- USING THE INFORMATION -
#1 Rewrite the paragraph in the excerpt below that begins "Here Chris C's characterization" in no more than three sentences, keeping its main facts.
#2 Answer these questions from the excerpt below:
(a) In which months and year were negotiations held in which, according to the email, the replacement was assumed?
(b) What two-word phrase does Chris C use to describe the emails?
(c) Who is called the most famous political reporter in the country?

But I do truly believe you should rethink your comment about saying saying that Potus asking for revenues is moving the goal post. I know you may not believe this, but as a friend, I think you will regret staking out that claim. The idea that the sequester was to force both sides to go back to try at a big or grand barain with a mix of entitlements and revenues (even if there were serious disagreements on composition) was part of the DNA of the thing from the start. It was an accepted part of the understanding -- from the start. Really. It was assumed by the Rs on the Supercommittee that came right after: it was assumed in the November-December 2012 negotiations. There may have been big disagreements over rates and ratios -- but that it was supposed to be replaced by entitlements and revenues of some form is not controversial.
Here Chris C's characterization of "the emails in question" as "broadly inoffensive" seems to me the very least a person can say. Does anyone really believe Gene is telling Bob to recant or else face a life of permanently looking over his shoulder for the deadly assailant? Isn't it fairly clear that he's speaking "as a friend," he's trying to suggest to Old Woodenhead that he's set himself up to look like a schmuck? (Actually, there might be a much subtler threat gently implied. We'll come back to this.)

As to the supposed "disagreement between a reporter and his/her source," um, huh? On the simplest level, Sperling knows what he's talking about and Prince Bob doesn't. On the next level up, in this reporter-source formulation I guess Sperling is the "source," but who would be playing the role of the "reporter"?

Which is where I thought Chris C might be helpful, poking some gentle fun at the WaPo Prince's standing in the Village. Because as we all know Prince Bob isn't a "reporter," he's a Village "as told to" power groupie. Man, was I off target. Here's what he in fact has to contribute on this subject:
There has been a long running frustration within the media world with how the White House treats reporters and how it parcels out information. (This is not unique to the Obama Administration; technology like Twitter, You Tube etc. increasingly allows presidents -- and other politicians -- to end-run the media "filter".)  But, when Woodward, who is, without question, the most famous political reporter in the country, voices these same frustrations it gets far more attention solely because of who he is.

Source data:
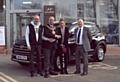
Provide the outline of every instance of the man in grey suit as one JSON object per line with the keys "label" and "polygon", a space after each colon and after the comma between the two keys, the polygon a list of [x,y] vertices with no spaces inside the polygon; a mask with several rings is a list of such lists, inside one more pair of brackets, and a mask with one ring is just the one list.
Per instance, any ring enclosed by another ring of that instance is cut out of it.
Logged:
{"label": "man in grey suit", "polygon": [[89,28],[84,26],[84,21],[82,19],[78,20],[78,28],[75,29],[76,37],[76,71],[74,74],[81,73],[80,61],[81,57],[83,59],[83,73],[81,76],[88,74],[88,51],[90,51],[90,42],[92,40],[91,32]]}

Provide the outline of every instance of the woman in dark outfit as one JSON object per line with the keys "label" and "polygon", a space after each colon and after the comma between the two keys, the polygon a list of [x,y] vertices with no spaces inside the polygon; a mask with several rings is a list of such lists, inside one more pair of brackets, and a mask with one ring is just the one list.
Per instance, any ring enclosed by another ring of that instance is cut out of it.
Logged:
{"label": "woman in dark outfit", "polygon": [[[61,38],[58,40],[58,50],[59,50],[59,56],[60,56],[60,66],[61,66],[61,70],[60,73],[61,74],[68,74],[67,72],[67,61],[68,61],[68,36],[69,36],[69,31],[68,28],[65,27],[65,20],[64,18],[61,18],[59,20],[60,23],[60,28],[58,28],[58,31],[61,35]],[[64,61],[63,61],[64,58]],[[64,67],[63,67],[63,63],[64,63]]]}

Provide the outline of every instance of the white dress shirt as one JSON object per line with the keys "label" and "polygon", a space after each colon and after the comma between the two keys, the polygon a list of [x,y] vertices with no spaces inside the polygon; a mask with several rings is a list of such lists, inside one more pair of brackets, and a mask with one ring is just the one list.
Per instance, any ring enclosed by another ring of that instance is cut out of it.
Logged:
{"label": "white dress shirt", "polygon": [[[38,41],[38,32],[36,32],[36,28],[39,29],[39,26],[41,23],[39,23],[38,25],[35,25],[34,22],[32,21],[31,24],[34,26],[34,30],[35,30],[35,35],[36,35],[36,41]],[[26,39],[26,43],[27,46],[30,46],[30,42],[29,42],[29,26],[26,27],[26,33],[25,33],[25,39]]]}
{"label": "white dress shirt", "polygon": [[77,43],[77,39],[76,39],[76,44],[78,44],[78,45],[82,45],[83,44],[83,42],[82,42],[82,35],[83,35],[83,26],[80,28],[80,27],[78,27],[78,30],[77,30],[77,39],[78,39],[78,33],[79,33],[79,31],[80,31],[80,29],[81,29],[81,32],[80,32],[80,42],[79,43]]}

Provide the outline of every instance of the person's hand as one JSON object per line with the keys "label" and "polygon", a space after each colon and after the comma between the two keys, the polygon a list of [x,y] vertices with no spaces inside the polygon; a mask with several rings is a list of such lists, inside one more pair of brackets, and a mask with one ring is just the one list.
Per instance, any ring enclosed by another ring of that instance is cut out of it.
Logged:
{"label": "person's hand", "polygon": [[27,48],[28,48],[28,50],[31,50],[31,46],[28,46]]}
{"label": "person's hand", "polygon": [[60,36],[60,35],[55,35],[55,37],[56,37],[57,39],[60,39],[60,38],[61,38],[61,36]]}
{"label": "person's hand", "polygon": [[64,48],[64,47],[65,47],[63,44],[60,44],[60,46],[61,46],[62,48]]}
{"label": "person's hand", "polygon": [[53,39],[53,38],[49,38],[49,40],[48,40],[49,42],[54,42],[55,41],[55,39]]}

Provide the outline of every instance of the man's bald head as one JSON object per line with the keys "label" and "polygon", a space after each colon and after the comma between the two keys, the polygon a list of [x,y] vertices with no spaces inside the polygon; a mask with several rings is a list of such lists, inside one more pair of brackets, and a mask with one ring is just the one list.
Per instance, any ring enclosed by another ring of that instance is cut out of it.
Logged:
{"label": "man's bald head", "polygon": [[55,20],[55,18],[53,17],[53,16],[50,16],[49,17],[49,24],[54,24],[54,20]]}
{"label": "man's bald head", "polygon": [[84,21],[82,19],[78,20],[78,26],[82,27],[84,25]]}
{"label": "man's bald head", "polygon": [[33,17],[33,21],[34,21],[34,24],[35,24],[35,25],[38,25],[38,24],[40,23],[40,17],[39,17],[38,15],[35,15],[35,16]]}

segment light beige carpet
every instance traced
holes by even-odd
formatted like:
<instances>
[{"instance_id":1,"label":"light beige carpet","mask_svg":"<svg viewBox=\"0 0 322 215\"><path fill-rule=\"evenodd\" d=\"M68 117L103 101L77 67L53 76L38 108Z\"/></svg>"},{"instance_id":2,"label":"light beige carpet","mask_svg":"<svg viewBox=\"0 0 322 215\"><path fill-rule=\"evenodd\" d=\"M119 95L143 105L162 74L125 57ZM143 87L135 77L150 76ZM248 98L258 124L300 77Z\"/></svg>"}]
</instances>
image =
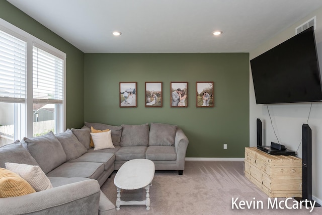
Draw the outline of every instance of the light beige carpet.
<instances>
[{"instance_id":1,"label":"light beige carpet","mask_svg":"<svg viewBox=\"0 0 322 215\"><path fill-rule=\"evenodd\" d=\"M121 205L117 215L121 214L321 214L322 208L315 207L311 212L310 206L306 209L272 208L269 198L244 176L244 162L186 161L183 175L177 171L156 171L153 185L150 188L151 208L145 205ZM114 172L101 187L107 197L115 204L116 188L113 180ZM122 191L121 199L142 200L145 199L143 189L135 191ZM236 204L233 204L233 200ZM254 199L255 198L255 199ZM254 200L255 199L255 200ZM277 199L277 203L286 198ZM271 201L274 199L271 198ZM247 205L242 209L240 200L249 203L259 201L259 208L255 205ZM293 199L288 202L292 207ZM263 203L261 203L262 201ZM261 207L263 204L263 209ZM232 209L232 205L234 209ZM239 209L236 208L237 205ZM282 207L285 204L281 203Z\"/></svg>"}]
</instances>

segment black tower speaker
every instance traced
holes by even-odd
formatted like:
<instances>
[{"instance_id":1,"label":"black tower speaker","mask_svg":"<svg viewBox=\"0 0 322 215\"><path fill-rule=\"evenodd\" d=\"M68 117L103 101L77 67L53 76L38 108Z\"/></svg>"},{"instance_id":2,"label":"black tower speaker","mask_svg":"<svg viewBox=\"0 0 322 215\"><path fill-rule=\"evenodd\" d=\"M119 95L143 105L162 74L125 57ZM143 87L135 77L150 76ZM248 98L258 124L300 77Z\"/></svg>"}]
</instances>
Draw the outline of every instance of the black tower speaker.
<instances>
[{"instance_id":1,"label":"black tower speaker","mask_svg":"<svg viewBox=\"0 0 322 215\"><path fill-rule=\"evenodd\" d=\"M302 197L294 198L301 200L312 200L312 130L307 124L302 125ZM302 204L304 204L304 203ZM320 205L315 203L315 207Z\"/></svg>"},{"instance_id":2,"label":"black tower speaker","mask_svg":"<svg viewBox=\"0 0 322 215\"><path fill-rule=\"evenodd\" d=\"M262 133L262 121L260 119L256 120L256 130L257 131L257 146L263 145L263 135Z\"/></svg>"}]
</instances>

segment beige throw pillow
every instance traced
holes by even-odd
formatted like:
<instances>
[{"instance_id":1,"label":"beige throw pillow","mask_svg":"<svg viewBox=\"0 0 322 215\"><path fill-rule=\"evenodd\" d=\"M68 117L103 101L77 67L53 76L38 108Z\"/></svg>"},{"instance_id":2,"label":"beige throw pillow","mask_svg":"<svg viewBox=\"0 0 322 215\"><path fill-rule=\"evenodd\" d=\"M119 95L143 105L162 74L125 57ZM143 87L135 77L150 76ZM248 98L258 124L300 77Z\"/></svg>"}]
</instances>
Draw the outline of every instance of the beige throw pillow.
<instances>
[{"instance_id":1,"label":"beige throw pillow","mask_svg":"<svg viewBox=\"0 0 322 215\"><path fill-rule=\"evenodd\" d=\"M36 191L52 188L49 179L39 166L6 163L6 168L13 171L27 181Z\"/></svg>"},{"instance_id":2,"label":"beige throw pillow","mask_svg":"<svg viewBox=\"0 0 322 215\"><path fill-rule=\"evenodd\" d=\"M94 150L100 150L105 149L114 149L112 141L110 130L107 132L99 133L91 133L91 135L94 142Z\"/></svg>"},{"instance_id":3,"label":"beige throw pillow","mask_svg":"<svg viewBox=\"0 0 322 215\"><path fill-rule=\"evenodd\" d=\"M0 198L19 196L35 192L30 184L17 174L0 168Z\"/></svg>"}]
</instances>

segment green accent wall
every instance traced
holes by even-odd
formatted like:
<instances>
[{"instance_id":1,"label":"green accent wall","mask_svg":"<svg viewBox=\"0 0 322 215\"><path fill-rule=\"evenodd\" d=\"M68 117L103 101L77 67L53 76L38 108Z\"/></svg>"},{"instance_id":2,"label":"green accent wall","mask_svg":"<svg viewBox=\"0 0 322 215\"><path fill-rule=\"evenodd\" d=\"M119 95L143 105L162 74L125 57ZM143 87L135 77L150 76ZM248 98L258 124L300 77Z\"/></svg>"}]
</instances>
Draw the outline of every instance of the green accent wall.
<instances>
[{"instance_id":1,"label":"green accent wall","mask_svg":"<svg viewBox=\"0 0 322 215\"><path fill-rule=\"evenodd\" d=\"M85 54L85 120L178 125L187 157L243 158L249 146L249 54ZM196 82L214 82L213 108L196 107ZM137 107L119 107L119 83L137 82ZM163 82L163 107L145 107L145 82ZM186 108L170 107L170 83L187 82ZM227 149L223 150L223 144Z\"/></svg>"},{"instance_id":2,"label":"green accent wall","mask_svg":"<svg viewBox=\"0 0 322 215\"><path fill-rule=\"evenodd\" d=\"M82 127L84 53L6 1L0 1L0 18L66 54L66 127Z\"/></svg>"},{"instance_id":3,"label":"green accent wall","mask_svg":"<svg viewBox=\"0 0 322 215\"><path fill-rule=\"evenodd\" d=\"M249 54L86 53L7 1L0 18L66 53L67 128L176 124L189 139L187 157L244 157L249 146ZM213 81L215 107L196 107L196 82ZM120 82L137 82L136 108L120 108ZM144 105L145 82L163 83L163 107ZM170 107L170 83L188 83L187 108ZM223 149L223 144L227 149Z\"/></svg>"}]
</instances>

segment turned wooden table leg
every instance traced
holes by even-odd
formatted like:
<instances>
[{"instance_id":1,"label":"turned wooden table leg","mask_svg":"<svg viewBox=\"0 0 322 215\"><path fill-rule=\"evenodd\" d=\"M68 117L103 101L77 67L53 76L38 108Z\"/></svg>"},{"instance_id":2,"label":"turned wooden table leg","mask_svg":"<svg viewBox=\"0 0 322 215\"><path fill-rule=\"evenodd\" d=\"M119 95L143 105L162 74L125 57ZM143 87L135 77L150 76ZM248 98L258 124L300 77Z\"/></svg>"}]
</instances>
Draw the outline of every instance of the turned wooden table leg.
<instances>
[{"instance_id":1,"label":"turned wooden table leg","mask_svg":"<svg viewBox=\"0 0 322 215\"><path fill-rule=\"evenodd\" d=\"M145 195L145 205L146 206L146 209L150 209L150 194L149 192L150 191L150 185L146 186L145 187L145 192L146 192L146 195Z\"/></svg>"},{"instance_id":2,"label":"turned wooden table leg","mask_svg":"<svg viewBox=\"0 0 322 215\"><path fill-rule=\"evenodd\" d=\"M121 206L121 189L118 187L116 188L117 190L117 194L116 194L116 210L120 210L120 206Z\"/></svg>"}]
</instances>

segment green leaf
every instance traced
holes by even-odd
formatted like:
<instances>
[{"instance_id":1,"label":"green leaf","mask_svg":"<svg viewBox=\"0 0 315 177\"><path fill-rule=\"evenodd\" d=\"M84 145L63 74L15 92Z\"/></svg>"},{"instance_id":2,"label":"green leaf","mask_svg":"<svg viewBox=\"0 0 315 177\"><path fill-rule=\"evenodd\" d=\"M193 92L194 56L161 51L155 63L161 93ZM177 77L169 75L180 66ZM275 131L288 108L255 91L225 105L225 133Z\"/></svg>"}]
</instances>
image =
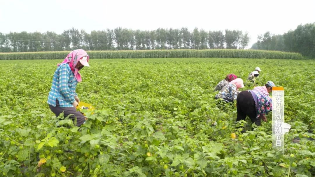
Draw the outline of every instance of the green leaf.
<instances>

- TASK-BY-TASK RESULTS -
#1 The author thinks Chris C's description of the emails as "broadly inoffensive" is the very least one could say. Gene is not telling Bob to recant or spend his life fearing an assailant; he is speaking "as a friend" and hinting that Bob has set himself up to look like a schmuck. A subtler implied threat may be present, which the author says will be taken up later.

#2
(a) November–December 2012
(b) "broadly inoffensive"
(c) Woodward